------ GIVEN DATA
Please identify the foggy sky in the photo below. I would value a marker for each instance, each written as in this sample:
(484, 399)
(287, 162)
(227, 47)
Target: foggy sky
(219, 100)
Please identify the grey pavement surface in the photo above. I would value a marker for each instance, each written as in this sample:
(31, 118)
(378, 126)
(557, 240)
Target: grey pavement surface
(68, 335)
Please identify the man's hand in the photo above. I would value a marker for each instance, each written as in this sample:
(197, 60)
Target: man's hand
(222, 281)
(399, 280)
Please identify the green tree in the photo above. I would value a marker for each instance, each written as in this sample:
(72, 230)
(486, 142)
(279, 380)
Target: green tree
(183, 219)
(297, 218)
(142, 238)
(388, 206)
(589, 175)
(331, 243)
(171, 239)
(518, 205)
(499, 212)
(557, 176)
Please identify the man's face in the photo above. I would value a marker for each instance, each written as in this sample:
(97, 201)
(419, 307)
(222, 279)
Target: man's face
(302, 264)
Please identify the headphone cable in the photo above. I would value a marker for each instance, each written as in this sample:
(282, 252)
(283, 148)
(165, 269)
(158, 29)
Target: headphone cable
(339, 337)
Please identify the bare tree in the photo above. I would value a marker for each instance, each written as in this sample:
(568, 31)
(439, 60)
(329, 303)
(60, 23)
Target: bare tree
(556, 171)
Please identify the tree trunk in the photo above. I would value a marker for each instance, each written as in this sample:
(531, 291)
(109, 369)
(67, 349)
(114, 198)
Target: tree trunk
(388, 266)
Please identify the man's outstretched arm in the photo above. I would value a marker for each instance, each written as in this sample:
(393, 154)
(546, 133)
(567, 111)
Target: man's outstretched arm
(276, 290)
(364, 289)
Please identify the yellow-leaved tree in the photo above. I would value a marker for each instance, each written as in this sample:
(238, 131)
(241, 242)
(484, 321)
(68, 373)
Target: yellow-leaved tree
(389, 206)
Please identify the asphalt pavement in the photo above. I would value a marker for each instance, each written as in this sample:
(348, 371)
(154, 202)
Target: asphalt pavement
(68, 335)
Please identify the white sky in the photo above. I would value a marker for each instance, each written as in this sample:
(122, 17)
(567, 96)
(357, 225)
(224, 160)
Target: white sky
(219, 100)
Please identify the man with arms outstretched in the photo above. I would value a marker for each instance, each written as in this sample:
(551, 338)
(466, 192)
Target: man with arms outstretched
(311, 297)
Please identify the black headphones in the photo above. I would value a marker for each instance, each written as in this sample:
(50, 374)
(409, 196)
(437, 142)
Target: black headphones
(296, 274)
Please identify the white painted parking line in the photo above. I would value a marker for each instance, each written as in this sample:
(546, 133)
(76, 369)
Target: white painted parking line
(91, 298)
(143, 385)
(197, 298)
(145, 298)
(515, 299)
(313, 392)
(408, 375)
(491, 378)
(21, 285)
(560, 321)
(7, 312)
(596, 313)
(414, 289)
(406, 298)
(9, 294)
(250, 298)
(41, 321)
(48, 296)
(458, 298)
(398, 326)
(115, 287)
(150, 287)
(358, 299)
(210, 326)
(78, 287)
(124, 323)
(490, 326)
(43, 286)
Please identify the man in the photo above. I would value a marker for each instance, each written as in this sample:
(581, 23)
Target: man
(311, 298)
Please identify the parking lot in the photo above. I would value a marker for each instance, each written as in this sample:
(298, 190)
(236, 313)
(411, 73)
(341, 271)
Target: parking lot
------------
■ EXERCISE REQUIREMENTS ■
Give the entries again in full, exactly as they are written.

■ RESULT FOR THIS TASK ■
Please identify the foggy sky in the photo below. I would value a marker for each instance, each written as in this sample:
(484, 399)
(287, 162)
(227, 47)
Target: foggy sky
(219, 100)
Please identify the grey pavement surface in the photo above. I would value a marker for each instance, each written as in this sample:
(31, 118)
(378, 126)
(557, 240)
Target: grey pavement surface
(68, 335)
Please identify the man's hand in the photo above. I would value a marker for each instance, each written as in this sample:
(197, 60)
Target: man's hand
(222, 281)
(399, 280)
Please identify the green tree in the photo above. I would value a marker for each instance, each written as in this sample:
(72, 230)
(486, 142)
(279, 380)
Target: green tree
(183, 219)
(297, 218)
(142, 238)
(388, 206)
(589, 175)
(331, 243)
(171, 239)
(518, 205)
(499, 212)
(557, 176)
Please identify the man's face in the photo above. I would value a marker for each instance, each written as in this sample:
(97, 201)
(419, 307)
(222, 279)
Target: man's face
(302, 264)
Please identify the headphone cable in the photo above. I would value a marker for each instance, each written as in this sample:
(282, 252)
(283, 148)
(165, 269)
(158, 29)
Target: headphone cable
(339, 337)
Please identify the bare tree in the photo above. I would value a marker for each instance, each written as in this sample:
(568, 31)
(439, 60)
(329, 303)
(60, 23)
Target: bare tree
(556, 171)
Please identify the tree trunk in the photo above. I would value a marker for each instance, each written as in this sample:
(531, 291)
(109, 369)
(67, 349)
(114, 198)
Target: tree trunk
(388, 266)
Please identify the man's outstretched arm in the photo above. I would value a marker for each instance, each written as in this sample:
(393, 154)
(546, 133)
(567, 111)
Target: man's outstretched arm
(276, 290)
(364, 289)
Please identify the yellow-leaved tree in the photo above. I would value a marker for each instance, each written as in this sample:
(238, 131)
(241, 242)
(484, 321)
(68, 373)
Target: yellow-leaved tree
(389, 206)
Please identify the asphalt pavement in the photo above. I would value a marker for each instance, each written as in this sample:
(348, 371)
(154, 202)
Target: asphalt pavement
(68, 335)
Please identify the white sky in the photo above. I would value a marker for each instance, each written as in this sample:
(122, 17)
(567, 96)
(357, 225)
(224, 160)
Target: white sky
(219, 100)
Please identify the man with arms outstretched in the photo above. I would value a marker for each instance, each written as in this sample:
(551, 338)
(466, 192)
Target: man with arms outstretched
(311, 297)
Please identify the black headphones in the photo above. I would value a marker for each instance, each written as in this sample:
(50, 374)
(409, 196)
(437, 142)
Target: black headphones
(296, 274)
Please identify the white painted parking line in the photo above. I would value a marker for each instance, each written as in this sample:
(546, 133)
(76, 369)
Target: white painted parking line
(91, 298)
(143, 385)
(197, 298)
(145, 298)
(515, 299)
(313, 392)
(408, 375)
(491, 378)
(21, 285)
(560, 321)
(7, 312)
(596, 313)
(414, 289)
(406, 298)
(9, 294)
(250, 298)
(41, 321)
(48, 296)
(458, 298)
(398, 326)
(115, 287)
(150, 287)
(358, 299)
(210, 326)
(78, 287)
(124, 323)
(490, 326)
(43, 286)
Please identify the man in the photo above. I would value a marker for each instance, each written as in this sample:
(581, 23)
Target: man
(311, 298)
Please identify the parking lot in the photo above. I would value a marker for each instance, each written as in this sample:
(298, 190)
(236, 313)
(411, 73)
(341, 271)
Target: parking lot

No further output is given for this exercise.